■ Task to carry out ■
For each line of the listing below that contains the string "every", copy the line.
· · · · ·
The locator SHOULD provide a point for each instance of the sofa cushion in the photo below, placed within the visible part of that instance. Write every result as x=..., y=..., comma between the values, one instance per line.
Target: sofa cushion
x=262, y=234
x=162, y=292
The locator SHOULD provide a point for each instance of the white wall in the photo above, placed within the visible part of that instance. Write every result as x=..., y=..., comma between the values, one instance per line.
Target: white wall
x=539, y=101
· · · · ·
■ Solution ■
The locator SHOULD provide a point for each instance of the sofa cushion in the photo below, placed within the visible part of that instance. Write every result as x=..., y=..., comma between the values, one instance per line.
The locator SHOULD provide a point for each instance of the white wall in the photo above, placed within the visible part of that instance. Write every result as x=..., y=..., comma between the values, one instance per line.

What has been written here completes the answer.